■ **Kaynak metin**
╔══

DÜNYA

Türkiye’nin önündeki tek engel

Dünya ve Ortadoğu kritik bir aşamadan geçiyor. Bu tarihi süreçte bütün gözler Türkiye’nin üzerinde. Devletimizin attığı iç ve dış adımlar çok yakından izleniyor. Çünkü ülkemizin devreye soktuğu oyun değiştirici stratejiler sadece bizim ve bölgemizin değil küresel siyasetin de dinamiklerini derinden şekillendirecek bir mahiyete sahip.
Foreign Affairs, Foreign Policy, Le Point, The Economist ve The American Conservative (TAC) gibi Batılı dergilerle ana akım yazılı, görsel ve dijital medyadaki analizlerde Türkiye’nin yükselişinin özellikle Ortadoğu’da dört asırlık Batılı egemenliğin yol açtığı kaos ve talan düzenini sona erdireceğine işaret ediliyor.
Analizlerin çoğunda “Neo-Osmanlı Türkiye geliyor, bunun önlemini acilen almalıyız!” paniği var.
Türkiye’nin potansiyeli, imkân ve gücünü en büyük tehdit olarak lanse eden bu manipülatif yaklaşımların aksine konjonktürü doğru analiz edip ülkemizin önündeki iç ve dış engellere işaret eden değerlendirmelerle de karşılaşabiliyoruz bazen.

***

Objektif diyebileceğimiz nadir kalemlerden olan Amerikalı stratejist Sumantra Maitra, TAC’da çıkan 18 Ağustos 2025 tarihli yazısının başlığını “Türkiye’nin Uzun Oyunu” diye koymuş. Bölgesel hegemonyanın stratejik sabır gerektirdiğinin altını çizen yazar, Türkiye’nin Ortadoğu’daki yükselişinin önünde iki temel bariyere dikkat çekiyor.
İlki dış kaynaklı İsrail faktörü.
İkincisi de iç kaynaklı çok kültürlü Osmanlı kozmolojisi ve evrenselliğini içselleştirmekte zorlanan Kemalist bürokrasi faktörü.

╚══

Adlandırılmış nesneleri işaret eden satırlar
╔══

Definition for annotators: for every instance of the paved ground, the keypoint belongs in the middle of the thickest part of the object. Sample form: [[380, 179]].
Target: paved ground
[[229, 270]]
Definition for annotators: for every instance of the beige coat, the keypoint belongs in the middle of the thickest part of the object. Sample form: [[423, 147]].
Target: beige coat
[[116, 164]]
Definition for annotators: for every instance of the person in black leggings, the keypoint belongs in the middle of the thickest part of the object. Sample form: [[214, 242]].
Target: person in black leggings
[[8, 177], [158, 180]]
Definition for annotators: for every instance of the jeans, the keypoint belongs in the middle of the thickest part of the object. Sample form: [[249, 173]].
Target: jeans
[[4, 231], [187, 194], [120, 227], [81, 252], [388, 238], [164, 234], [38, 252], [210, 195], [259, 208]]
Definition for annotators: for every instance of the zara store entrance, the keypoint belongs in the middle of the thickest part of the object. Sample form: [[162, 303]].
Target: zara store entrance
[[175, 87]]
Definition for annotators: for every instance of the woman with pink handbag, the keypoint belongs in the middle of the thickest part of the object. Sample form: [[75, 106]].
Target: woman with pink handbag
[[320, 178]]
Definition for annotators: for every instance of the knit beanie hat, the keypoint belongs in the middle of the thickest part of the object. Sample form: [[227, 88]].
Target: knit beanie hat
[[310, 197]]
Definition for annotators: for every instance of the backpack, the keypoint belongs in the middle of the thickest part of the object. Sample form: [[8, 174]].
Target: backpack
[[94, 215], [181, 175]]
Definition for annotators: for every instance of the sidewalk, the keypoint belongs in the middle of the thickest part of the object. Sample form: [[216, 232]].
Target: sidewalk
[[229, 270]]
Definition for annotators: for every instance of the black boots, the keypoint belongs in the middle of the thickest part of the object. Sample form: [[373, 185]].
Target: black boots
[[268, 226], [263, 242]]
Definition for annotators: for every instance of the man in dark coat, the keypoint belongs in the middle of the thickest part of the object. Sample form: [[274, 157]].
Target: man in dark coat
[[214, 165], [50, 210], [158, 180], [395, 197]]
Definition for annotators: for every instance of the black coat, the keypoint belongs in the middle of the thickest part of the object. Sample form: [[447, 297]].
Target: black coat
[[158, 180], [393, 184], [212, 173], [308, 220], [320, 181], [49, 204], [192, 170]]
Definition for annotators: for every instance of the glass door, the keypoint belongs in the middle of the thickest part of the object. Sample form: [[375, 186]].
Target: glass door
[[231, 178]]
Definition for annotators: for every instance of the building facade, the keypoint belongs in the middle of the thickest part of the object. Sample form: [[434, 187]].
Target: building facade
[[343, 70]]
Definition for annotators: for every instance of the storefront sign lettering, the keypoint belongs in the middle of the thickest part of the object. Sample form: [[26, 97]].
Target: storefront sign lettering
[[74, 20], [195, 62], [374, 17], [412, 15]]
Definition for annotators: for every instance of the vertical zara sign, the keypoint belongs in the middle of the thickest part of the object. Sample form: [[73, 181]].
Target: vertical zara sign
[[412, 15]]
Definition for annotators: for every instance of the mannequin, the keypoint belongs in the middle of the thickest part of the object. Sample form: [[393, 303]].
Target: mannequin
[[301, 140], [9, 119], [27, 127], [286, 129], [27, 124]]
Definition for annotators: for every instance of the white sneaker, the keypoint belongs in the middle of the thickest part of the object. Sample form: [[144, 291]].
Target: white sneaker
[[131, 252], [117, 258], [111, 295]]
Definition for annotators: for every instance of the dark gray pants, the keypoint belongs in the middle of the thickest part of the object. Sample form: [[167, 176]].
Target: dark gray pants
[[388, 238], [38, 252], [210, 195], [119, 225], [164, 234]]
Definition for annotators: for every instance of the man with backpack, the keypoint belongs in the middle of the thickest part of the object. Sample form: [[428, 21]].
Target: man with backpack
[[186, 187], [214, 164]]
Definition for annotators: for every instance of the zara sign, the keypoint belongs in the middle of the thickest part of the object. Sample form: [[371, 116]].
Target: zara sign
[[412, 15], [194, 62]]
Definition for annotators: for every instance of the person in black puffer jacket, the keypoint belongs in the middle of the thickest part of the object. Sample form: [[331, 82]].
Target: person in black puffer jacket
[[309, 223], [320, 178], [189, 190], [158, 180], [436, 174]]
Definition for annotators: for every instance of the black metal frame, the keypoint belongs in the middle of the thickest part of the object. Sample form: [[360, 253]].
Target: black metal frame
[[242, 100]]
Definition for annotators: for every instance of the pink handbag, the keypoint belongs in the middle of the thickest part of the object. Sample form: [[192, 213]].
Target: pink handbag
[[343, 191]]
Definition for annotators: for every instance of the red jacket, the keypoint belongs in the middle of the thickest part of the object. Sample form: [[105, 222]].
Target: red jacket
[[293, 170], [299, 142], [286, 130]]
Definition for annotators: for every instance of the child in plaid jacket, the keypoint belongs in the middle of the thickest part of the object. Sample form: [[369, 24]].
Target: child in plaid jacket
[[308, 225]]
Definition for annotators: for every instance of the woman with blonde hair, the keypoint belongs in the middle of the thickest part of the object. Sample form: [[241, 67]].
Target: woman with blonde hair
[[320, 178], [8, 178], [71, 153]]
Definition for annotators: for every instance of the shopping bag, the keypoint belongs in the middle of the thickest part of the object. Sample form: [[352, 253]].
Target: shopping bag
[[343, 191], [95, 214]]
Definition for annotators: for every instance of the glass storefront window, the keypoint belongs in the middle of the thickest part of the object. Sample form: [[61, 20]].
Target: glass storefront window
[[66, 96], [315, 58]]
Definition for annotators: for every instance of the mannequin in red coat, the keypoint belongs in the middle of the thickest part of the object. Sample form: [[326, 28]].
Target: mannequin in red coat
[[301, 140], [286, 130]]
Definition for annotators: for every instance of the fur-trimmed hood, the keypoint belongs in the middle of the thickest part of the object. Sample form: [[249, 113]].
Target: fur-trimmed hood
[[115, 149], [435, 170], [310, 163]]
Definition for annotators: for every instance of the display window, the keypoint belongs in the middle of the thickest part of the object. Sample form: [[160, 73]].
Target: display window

╚══

■ **Görev tanımı**
Türkiye’nin önündeki engellere dair yukarıdaki yazıdan "Türkiye’nin önündeki tek" ifadesinden "erdireceğine işaret ediliyor." ifadesine kadar uzanan bölümün tamamını alıntılayın.

■ **Örnek çözüm**
Türkiye’nin önündeki tek engel

Dünya ve Ortadoğu kritik bir aşamadan geçiyor. Bu tarihi süreçte bütün gözler Türkiye’nin üzerinde. Devletimizin attığı iç ve dış adımlar çok yakından izleniyor. Çünkü ülkemizin devreye soktuğu oyun değiştirici stratejiler sadece bizim ve bölgemizin değil küresel siyasetin de dinamiklerini derinden şekillendirecek bir mahiyete sahip.
Foreign Affairs, Foreign Policy, Le Point, The Economist ve The American Conservative (TAC) gibi Batılı dergilerle ana akım yazılı, görsel ve dijital medyadaki analizlerde Türkiye’nin yükselişinin özellikle Ortadoğu’da dört asırlık Batılı egemenliğin yol açtığı kaos ve talan düzenini sona erdireceğine işaret ediliyor.